The seven deadly sins of Cyber Security

No matter how big or small your organisation is, the possibility of a cyber-attack is real. There’s never been a more crucial time to make sure your business’ IT systems are secure. Here are the 7 deadly sins of Cybersecurity and what you need to do to ensure your business is protected.

1. Failing to have a backup system in place

A properly managed backup system is essential and this is arguably the most important step for ensuring your business is protected. Cyber-attacks can strike at any time. A secure backup system ensures the safety of your data and files, meaning you can restore your network easily. Just be sure to perform regular backup checks!

2. Weak passwords

Having password policies in place will help you and your staff make sure passwords are as secure as possible. From updating passwords regularly to including uppercase letters, there are many ways to strengthen your passwords. These best-practices can be a bit tedious, but they may well save you from a cyber-attack!

Stored data
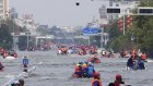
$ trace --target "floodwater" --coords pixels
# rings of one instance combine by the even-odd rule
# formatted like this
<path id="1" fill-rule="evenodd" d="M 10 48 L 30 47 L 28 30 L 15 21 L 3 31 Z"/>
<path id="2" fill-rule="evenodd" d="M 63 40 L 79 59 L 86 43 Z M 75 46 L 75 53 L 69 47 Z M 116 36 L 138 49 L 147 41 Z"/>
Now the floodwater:
<path id="1" fill-rule="evenodd" d="M 23 56 L 30 59 L 28 67 L 36 66 L 36 71 L 25 78 L 25 86 L 91 86 L 92 78 L 72 77 L 75 63 L 86 61 L 90 56 L 57 56 L 57 51 L 19 51 L 20 59 L 13 61 L 0 58 L 5 65 L 0 72 L 0 86 L 23 71 Z M 127 71 L 127 59 L 123 58 L 101 58 L 101 61 L 94 66 L 101 73 L 104 86 L 114 82 L 116 74 L 121 74 L 127 85 L 153 86 L 153 61 L 145 63 L 148 69 L 143 71 Z"/>

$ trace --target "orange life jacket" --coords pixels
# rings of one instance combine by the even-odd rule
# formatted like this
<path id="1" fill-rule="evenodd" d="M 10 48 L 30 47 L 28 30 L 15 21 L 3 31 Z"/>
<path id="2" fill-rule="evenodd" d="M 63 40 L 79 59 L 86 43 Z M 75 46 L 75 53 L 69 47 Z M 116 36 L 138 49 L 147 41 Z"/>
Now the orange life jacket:
<path id="1" fill-rule="evenodd" d="M 94 82 L 98 82 L 98 85 L 99 85 L 99 86 L 103 86 L 103 85 L 102 85 L 102 82 L 101 82 L 99 79 L 97 79 L 97 78 L 94 78 L 94 79 L 92 81 L 92 86 L 94 86 Z"/>
<path id="2" fill-rule="evenodd" d="M 145 53 L 142 54 L 142 60 L 146 60 L 146 54 Z"/>
<path id="3" fill-rule="evenodd" d="M 81 69 L 79 67 L 79 65 L 75 65 L 75 72 L 81 72 Z"/>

→ **List of tasks**:
(1) List every heading in the cyber security sins article, including its title.
(2) Retype the stretch of the cyber security sins article from "No matter how" through "regular backup checks!", keeping every word and mark the same.
(3) Write what comes next in the article on the seven deadly sins of cyber security, starting right after its last sentence.

→ **Results in order**:
(1)
The seven deadly sins of Cyber Security
1. Failing to have a backup system in place
2. Weak passwords

(2)
No matter how big or small your organisation is, the possibility of a cyber-attack is real. There’s never been a more crucial time to make sure your business’ IT systems are secure. Here are the 7 deadly sins of Cybersecurity and what you need to do to ensure your business is protected.

1. Failing to have a backup system in place

A properly managed backup system is essential and this is arguably the most important step for ensuring your business is protected. Cyber-attacks can strike at any time. A secure backup system ensures the safety of your data and files, meaning you can restore your network easily. Just be sure to perform regular backup checks!

(3)
3. Not having a firewall installed

Simply put, make sure you have a business-grade firewall and that it is correctly configured. This will make your system more secure from intrusion.

4. Unclear best IT practices for staff

It’s crucial that your staff understand what constitutes acceptable use of your IT systems, from browsing the internet, to the use of their own devices in the office. Don’t leave it to chance – make sure you have clear policies in place.

5. Opening emails you’re not 100% sure about

Phishing emails are the number one culprit in the transmission of ransomware, malware and viruses. Train your staff on how to use emails and make sure that every- one treats unusual or unexpected emails with extreme caution. If in doubt – don’t open it!

6. A lack of virus and malware protection

It is vital that your business has a good, business-grade virus and malware protection system that is always on and always up-to-date.

7. Still using old operating systems

Don’t use old and out-of-date operating systems which are no longer supported by their manufacturer. Make sure that your operating systems are kept up-to-date with the latest security patches. Viruses and hackers will take advantage of insecure and unsupported operating systems, such as Windows XP, Windows Server 2003 and Microsoft SBS 2003.

And a bonus one

8. Not using two factor authentication

Two-factor authentication gives your business’ IT systems an extra layer of security, minimising the risk of an attacker impersonating a user and gaining access to computers, accounts or other classified information.